Records excerpted from a collection:
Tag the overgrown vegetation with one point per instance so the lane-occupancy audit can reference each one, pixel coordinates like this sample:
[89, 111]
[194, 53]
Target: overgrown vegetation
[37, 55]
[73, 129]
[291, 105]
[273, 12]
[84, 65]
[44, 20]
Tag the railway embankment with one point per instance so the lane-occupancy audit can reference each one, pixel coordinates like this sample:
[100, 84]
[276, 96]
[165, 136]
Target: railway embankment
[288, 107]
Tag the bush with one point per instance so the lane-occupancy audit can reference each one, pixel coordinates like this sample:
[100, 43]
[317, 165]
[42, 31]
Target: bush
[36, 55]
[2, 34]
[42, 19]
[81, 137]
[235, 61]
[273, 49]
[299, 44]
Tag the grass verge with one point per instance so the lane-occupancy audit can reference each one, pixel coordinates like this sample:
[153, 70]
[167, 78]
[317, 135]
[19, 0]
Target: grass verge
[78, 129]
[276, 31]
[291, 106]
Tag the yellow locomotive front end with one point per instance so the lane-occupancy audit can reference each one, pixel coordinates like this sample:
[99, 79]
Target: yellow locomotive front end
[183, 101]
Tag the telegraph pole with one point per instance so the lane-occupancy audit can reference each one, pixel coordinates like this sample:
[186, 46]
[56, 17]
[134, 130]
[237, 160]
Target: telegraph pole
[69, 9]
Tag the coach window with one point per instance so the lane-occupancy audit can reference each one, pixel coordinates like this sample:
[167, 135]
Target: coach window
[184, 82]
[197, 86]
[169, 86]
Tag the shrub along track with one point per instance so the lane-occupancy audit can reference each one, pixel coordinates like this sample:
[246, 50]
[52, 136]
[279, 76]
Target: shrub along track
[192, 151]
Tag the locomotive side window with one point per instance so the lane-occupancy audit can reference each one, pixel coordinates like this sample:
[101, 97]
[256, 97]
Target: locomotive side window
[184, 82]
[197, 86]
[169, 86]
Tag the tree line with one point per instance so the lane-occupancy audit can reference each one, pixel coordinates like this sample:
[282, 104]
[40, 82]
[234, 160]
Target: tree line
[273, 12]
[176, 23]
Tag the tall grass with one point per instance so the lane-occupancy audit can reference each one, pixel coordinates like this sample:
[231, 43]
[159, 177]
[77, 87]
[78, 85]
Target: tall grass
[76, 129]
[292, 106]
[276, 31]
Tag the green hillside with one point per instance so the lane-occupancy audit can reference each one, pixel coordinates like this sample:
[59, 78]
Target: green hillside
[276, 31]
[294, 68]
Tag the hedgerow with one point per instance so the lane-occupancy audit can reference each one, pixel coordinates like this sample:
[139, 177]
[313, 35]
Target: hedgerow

--

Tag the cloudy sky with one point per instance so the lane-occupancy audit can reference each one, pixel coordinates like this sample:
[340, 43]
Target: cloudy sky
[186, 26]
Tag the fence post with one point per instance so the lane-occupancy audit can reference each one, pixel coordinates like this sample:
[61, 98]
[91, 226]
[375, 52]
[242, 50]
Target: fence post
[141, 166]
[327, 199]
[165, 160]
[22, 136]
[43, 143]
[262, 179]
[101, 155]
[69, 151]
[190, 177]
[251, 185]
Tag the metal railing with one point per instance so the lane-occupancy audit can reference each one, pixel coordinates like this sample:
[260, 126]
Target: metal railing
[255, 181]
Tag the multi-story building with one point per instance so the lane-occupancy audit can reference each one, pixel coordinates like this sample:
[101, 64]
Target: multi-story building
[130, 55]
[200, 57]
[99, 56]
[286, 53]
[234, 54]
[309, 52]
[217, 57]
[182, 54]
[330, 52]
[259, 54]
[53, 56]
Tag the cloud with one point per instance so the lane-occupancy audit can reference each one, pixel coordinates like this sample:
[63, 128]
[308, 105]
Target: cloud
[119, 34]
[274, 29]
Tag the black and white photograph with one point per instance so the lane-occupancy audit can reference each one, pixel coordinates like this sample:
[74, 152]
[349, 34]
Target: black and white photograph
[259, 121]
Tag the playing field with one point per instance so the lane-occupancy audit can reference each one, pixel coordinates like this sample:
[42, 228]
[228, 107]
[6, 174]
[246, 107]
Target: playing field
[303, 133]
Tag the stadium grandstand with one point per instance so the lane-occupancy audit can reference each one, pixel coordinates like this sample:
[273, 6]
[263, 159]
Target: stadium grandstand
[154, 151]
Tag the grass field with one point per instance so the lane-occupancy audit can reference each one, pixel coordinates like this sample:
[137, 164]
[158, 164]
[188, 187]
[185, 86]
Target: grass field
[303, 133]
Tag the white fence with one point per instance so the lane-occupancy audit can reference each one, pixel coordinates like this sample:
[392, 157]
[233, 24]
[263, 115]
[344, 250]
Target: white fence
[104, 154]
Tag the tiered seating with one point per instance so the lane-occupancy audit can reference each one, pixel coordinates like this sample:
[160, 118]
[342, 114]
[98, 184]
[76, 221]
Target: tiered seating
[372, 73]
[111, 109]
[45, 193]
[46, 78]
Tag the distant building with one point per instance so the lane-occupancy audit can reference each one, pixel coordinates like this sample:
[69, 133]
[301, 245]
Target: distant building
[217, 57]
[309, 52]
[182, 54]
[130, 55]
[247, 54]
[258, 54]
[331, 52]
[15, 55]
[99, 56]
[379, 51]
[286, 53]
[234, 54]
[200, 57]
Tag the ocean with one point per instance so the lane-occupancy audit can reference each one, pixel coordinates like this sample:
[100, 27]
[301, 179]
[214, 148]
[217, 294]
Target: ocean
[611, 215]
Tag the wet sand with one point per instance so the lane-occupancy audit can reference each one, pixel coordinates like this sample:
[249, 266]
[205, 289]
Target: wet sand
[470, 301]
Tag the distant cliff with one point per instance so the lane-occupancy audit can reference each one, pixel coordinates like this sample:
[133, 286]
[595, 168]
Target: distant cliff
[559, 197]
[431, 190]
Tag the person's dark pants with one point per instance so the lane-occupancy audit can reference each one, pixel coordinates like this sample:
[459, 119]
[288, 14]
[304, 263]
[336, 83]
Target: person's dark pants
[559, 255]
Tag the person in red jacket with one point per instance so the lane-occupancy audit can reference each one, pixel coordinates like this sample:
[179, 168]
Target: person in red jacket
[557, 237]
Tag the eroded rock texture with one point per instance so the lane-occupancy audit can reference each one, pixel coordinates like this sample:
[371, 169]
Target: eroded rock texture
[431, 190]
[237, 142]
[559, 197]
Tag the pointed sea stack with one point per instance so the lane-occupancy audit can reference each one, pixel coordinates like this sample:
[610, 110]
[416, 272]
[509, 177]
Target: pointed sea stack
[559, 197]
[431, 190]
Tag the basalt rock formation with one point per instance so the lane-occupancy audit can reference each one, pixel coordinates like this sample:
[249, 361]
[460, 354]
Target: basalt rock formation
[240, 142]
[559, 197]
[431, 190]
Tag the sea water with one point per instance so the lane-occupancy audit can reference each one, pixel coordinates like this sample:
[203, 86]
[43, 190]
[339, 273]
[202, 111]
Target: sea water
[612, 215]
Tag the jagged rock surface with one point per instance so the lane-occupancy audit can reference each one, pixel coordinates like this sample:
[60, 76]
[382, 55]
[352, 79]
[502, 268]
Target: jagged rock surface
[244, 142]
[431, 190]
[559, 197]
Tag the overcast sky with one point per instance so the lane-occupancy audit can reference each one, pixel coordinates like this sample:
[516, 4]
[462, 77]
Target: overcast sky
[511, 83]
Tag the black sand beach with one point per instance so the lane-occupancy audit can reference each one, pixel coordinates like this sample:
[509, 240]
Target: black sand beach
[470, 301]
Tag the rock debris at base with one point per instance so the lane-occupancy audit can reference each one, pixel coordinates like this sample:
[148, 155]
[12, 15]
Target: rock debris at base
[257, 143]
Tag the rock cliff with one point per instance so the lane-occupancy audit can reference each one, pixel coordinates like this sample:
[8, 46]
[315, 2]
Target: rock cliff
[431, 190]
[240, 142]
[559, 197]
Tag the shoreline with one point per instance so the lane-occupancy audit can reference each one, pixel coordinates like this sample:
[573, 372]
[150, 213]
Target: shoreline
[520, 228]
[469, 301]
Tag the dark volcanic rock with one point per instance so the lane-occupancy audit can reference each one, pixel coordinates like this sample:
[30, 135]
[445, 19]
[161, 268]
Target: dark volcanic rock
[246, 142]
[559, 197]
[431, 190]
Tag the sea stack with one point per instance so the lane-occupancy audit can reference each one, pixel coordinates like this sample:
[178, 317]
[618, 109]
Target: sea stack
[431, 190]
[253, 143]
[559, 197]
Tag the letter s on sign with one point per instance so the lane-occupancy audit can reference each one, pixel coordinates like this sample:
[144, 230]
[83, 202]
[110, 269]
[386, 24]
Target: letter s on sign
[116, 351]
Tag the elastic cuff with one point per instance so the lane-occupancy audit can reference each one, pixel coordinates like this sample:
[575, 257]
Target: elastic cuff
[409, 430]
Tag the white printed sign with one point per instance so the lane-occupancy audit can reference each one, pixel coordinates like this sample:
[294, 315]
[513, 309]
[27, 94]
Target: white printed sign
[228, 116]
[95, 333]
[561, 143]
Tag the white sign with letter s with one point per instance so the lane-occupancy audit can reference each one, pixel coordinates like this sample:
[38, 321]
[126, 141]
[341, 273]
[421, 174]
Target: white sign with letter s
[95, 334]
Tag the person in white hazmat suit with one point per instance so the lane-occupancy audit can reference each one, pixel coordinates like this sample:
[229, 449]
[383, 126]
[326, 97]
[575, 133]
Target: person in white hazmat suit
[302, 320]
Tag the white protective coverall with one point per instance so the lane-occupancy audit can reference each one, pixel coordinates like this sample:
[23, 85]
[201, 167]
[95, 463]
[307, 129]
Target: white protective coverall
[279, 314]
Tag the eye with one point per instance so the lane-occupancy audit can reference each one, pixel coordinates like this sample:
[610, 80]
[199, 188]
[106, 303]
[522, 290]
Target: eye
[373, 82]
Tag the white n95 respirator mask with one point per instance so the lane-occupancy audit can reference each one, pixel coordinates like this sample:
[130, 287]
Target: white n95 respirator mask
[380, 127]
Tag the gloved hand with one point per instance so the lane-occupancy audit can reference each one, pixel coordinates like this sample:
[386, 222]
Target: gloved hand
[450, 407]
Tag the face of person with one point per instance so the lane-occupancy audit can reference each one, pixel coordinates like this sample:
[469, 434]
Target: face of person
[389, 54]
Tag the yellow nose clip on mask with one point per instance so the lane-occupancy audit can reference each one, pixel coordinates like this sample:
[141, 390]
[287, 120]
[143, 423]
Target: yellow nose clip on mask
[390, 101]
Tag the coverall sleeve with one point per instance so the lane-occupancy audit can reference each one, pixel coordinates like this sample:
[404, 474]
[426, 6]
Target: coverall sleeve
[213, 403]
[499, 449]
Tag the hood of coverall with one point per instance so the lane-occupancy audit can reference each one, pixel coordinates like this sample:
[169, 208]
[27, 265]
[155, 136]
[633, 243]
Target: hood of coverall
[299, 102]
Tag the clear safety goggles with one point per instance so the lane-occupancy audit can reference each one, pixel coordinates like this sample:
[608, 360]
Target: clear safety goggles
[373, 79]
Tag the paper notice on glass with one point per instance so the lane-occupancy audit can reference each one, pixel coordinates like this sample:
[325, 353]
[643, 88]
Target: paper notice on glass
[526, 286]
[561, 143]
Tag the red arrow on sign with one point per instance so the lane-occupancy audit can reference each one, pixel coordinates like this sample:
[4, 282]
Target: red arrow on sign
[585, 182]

---

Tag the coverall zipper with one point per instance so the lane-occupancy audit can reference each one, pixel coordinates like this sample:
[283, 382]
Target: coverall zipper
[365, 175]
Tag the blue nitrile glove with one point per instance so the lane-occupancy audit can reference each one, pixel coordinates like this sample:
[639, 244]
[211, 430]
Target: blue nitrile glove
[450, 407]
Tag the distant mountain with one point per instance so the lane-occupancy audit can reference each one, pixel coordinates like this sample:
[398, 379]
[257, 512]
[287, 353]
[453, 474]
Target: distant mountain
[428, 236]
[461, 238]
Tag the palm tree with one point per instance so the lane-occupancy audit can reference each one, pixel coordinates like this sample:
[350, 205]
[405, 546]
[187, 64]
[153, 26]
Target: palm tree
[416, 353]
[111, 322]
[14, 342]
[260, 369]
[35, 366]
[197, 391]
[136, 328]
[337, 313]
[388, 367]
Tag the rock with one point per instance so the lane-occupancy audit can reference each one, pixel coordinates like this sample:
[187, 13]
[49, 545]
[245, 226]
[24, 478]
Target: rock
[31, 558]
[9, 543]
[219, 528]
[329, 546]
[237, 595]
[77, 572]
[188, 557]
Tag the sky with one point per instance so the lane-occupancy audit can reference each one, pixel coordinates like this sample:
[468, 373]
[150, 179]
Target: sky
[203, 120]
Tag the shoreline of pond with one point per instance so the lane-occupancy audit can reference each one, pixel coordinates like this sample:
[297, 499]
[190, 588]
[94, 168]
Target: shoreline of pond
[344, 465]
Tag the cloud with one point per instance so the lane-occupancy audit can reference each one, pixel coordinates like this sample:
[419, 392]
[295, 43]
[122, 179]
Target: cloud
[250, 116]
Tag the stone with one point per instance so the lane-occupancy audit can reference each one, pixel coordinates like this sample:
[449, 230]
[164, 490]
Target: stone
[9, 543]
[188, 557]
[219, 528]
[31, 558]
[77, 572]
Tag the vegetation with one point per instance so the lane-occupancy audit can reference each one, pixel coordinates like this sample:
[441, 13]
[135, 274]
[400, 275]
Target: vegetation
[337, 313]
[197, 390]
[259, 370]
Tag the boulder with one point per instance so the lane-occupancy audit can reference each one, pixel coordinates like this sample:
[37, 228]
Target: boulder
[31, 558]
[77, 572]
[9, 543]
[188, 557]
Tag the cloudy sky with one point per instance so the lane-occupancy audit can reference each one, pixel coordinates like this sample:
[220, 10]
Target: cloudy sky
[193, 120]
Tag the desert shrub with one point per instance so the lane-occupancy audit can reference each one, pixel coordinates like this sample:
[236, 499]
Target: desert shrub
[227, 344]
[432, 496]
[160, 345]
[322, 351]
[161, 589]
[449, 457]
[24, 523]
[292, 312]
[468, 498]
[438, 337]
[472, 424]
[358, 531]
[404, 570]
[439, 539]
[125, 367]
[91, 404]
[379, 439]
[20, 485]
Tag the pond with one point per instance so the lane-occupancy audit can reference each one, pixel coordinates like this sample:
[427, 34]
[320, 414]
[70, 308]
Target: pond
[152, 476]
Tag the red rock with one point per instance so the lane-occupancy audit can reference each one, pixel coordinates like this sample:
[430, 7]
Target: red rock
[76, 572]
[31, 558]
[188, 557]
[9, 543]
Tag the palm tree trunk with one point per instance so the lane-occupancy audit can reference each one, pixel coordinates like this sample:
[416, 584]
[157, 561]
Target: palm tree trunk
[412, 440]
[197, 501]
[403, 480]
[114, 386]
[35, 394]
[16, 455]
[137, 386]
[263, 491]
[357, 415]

(Exercise requirements): Update the items starting at the line containing "Tag the hedgerow" and ending at the line containing "Target: hedgerow". Replace "hedgerow" with "hedge" and leave everything else in those lines unchanged.

(Full output):
Tag the hedge with one point per instance so the lane-occupancy audit can reference each one, pixel coordinates like this sample:
[139, 177]
[313, 35]
Target: hedge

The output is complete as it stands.